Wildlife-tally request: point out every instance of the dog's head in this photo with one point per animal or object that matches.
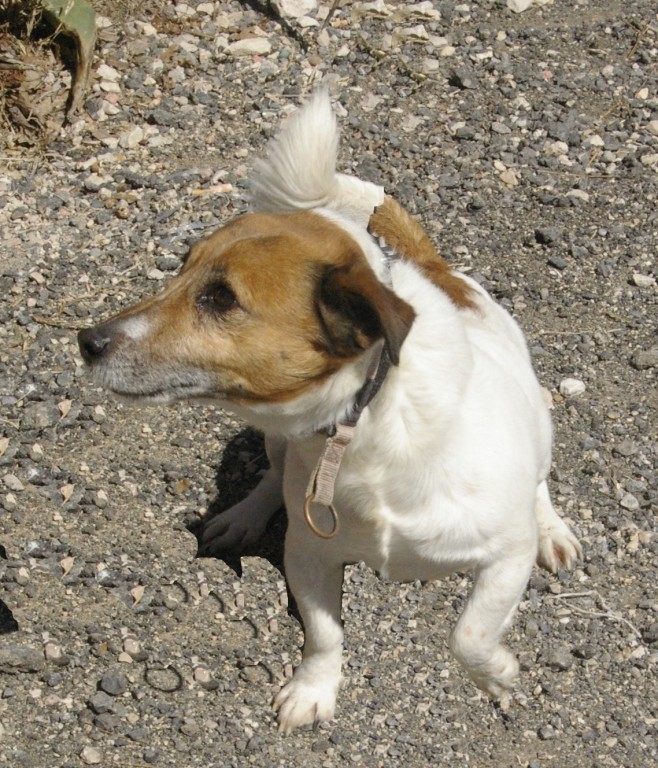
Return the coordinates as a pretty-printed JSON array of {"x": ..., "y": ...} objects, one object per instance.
[
  {"x": 271, "y": 306},
  {"x": 262, "y": 310}
]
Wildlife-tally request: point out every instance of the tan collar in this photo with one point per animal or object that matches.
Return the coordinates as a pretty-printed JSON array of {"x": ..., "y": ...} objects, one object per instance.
[{"x": 321, "y": 485}]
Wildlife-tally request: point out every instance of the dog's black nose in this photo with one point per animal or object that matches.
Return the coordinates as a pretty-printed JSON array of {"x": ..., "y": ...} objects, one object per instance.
[{"x": 93, "y": 343}]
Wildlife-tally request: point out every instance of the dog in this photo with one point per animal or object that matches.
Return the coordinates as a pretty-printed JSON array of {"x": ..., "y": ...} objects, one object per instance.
[{"x": 403, "y": 421}]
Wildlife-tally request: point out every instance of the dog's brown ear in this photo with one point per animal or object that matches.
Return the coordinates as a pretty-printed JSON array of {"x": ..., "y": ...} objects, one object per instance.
[{"x": 355, "y": 310}]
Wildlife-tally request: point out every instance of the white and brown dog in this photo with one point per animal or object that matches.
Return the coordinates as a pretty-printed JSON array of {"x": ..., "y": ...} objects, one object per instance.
[{"x": 404, "y": 424}]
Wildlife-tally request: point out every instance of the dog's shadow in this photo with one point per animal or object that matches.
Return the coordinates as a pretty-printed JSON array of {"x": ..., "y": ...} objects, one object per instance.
[{"x": 240, "y": 469}]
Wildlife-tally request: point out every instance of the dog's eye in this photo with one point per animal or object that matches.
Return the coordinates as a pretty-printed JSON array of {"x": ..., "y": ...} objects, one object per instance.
[{"x": 217, "y": 298}]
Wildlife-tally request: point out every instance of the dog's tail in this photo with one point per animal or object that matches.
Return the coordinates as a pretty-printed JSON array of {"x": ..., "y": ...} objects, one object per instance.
[{"x": 299, "y": 170}]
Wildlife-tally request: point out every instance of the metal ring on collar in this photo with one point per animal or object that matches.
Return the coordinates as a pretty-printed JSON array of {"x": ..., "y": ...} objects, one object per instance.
[{"x": 310, "y": 499}]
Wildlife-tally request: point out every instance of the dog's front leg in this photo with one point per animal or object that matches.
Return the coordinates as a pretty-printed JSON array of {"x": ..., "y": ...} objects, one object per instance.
[
  {"x": 476, "y": 640},
  {"x": 316, "y": 586},
  {"x": 245, "y": 522}
]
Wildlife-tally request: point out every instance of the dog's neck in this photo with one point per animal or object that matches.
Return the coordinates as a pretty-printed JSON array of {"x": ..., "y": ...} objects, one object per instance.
[{"x": 339, "y": 434}]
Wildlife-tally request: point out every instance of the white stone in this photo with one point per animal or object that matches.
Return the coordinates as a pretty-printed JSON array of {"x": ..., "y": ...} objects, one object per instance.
[
  {"x": 294, "y": 9},
  {"x": 148, "y": 30},
  {"x": 105, "y": 72},
  {"x": 629, "y": 502},
  {"x": 556, "y": 148},
  {"x": 110, "y": 86},
  {"x": 184, "y": 11},
  {"x": 250, "y": 46},
  {"x": 91, "y": 756},
  {"x": 578, "y": 194},
  {"x": 572, "y": 387},
  {"x": 643, "y": 281},
  {"x": 132, "y": 138},
  {"x": 518, "y": 6}
]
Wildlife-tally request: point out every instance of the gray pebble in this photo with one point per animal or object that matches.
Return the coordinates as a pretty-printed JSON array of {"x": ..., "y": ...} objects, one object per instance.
[
  {"x": 643, "y": 359},
  {"x": 40, "y": 416},
  {"x": 15, "y": 658},
  {"x": 558, "y": 657},
  {"x": 114, "y": 682}
]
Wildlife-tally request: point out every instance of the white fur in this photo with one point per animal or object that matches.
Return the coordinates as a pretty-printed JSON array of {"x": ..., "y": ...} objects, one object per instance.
[
  {"x": 447, "y": 469},
  {"x": 135, "y": 328},
  {"x": 299, "y": 172}
]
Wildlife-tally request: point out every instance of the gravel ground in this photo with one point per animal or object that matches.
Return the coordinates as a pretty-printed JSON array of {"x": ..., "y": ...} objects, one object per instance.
[{"x": 528, "y": 145}]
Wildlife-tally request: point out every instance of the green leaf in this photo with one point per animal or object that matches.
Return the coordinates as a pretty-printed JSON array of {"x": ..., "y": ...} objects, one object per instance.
[{"x": 77, "y": 20}]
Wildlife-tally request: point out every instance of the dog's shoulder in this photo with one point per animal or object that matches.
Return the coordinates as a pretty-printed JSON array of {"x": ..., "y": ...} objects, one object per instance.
[{"x": 406, "y": 236}]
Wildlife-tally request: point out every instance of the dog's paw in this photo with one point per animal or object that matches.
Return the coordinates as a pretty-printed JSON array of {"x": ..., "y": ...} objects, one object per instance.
[
  {"x": 497, "y": 677},
  {"x": 302, "y": 702},
  {"x": 558, "y": 547}
]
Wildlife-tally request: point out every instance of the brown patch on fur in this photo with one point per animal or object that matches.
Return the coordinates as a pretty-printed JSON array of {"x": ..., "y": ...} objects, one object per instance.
[
  {"x": 274, "y": 341},
  {"x": 410, "y": 240}
]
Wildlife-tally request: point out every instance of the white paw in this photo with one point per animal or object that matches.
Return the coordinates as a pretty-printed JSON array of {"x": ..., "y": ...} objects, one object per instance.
[
  {"x": 497, "y": 677},
  {"x": 558, "y": 547},
  {"x": 303, "y": 701}
]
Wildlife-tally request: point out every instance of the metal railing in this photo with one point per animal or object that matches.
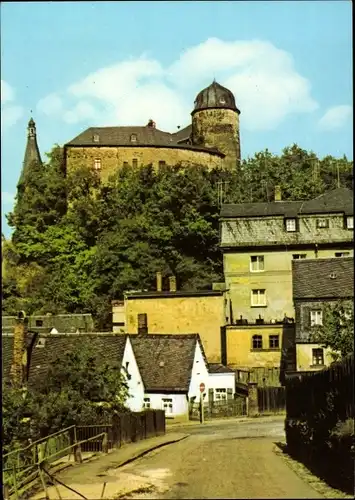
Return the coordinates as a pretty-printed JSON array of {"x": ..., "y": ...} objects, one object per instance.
[{"x": 21, "y": 467}]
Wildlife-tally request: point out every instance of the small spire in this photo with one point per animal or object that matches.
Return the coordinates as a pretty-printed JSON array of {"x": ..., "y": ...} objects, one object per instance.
[{"x": 32, "y": 151}]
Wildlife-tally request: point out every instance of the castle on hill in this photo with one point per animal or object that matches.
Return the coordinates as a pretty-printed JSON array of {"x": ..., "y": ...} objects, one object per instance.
[{"x": 212, "y": 140}]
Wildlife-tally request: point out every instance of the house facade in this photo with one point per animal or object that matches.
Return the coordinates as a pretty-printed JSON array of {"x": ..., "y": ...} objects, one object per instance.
[
  {"x": 259, "y": 242},
  {"x": 317, "y": 283},
  {"x": 175, "y": 312}
]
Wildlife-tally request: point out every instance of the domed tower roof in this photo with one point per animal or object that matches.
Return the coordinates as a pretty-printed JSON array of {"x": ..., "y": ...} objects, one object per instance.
[{"x": 215, "y": 96}]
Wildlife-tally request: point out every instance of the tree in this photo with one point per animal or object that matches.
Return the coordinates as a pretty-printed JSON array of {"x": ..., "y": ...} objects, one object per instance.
[
  {"x": 337, "y": 331},
  {"x": 79, "y": 388}
]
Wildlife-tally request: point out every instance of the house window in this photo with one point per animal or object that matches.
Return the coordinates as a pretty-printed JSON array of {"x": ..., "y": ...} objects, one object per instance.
[
  {"x": 322, "y": 223},
  {"x": 258, "y": 298},
  {"x": 168, "y": 405},
  {"x": 290, "y": 225},
  {"x": 274, "y": 341},
  {"x": 146, "y": 403},
  {"x": 257, "y": 342},
  {"x": 256, "y": 263},
  {"x": 316, "y": 318},
  {"x": 220, "y": 394},
  {"x": 317, "y": 357},
  {"x": 97, "y": 164}
]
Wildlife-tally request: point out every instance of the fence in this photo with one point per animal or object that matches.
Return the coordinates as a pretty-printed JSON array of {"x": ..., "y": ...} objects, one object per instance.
[
  {"x": 124, "y": 428},
  {"x": 316, "y": 404},
  {"x": 22, "y": 467},
  {"x": 271, "y": 399},
  {"x": 219, "y": 409}
]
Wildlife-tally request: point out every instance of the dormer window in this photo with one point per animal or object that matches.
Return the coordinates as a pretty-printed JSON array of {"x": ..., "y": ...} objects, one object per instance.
[
  {"x": 350, "y": 222},
  {"x": 97, "y": 164},
  {"x": 322, "y": 223},
  {"x": 291, "y": 225}
]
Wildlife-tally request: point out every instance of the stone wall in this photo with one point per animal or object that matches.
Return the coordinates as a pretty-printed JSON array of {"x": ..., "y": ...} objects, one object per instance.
[
  {"x": 218, "y": 128},
  {"x": 113, "y": 158}
]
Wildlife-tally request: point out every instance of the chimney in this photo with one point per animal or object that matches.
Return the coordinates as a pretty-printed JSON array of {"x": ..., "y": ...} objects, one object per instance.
[
  {"x": 172, "y": 284},
  {"x": 19, "y": 361},
  {"x": 159, "y": 281},
  {"x": 142, "y": 324},
  {"x": 277, "y": 193}
]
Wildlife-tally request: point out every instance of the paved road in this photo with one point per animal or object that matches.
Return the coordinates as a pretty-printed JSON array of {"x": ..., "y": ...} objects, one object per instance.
[{"x": 224, "y": 460}]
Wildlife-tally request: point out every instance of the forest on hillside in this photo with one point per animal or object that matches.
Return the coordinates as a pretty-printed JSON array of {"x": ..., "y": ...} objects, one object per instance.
[{"x": 77, "y": 244}]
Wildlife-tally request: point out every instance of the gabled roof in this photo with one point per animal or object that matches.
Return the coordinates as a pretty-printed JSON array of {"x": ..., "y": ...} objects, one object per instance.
[
  {"x": 165, "y": 361},
  {"x": 144, "y": 136},
  {"x": 219, "y": 368},
  {"x": 339, "y": 200},
  {"x": 63, "y": 323},
  {"x": 108, "y": 346},
  {"x": 323, "y": 278}
]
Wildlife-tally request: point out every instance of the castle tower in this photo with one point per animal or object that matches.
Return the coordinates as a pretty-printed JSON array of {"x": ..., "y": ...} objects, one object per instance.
[
  {"x": 32, "y": 153},
  {"x": 215, "y": 122}
]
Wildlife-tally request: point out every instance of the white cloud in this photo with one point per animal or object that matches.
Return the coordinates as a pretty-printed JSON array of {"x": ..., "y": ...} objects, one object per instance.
[
  {"x": 7, "y": 92},
  {"x": 336, "y": 117},
  {"x": 10, "y": 115},
  {"x": 10, "y": 112},
  {"x": 50, "y": 105},
  {"x": 7, "y": 198},
  {"x": 262, "y": 77}
]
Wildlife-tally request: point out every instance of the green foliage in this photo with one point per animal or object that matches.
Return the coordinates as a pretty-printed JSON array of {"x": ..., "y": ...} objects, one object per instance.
[
  {"x": 78, "y": 244},
  {"x": 337, "y": 331},
  {"x": 78, "y": 388}
]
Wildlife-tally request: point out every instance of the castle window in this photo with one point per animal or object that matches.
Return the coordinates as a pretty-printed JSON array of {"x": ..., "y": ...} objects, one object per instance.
[
  {"x": 258, "y": 298},
  {"x": 350, "y": 222},
  {"x": 97, "y": 164},
  {"x": 342, "y": 254},
  {"x": 168, "y": 405},
  {"x": 274, "y": 341},
  {"x": 317, "y": 357},
  {"x": 290, "y": 225},
  {"x": 316, "y": 318},
  {"x": 257, "y": 342},
  {"x": 322, "y": 223},
  {"x": 256, "y": 263}
]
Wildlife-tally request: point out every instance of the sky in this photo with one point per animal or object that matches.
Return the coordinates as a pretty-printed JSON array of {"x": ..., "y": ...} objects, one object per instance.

▶ _What you will do_
Extract, unchanged, the closing run of lines that opens with the line containing "Wildlife-tally request: point out every instance of the sky" and ends with the last line.

▶ _Written solution_
Wildlife-tally request: point out every instance of the sky in this photo with one point per animal or object that matches.
Return the coordinates as a pretty-printed JSON array of {"x": ..., "y": ...} objects, one object per instance.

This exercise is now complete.